[Image-grounded pointing data]

+--

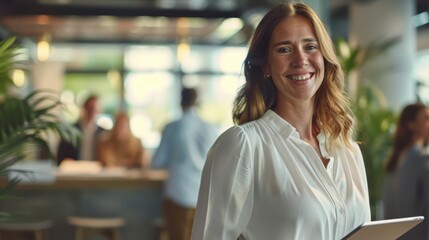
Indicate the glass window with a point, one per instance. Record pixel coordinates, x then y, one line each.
153 102
149 58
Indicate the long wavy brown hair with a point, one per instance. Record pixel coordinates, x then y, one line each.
402 139
332 108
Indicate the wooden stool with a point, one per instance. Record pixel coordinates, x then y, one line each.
86 226
39 229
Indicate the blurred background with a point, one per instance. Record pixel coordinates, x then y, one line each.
136 55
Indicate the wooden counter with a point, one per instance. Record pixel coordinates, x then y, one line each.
135 195
104 180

+--

__TASK DETAILS__.
Please copy the entries in full. Leave each image out.

__FINISHED TASK__.
Indicate the glass window with a point, one per instance. Record pixel coordinates, x then y, one line each.
153 102
149 58
Indicate the long wavy brown hair with a point, one per instance. Record pixel coordinates, x then y, one line each.
402 139
332 108
Indicate the wooden stool with a point, one per instance. Record pixel coordinates, x then y, one line each.
86 226
39 229
Indicate the blurred background with a point, one per instance. Record pixel coordinates, x then y, one line each.
136 55
Indicate the wooden counter with a point, one per instance. Record pixel coordinates, x then y, one line each.
135 195
104 180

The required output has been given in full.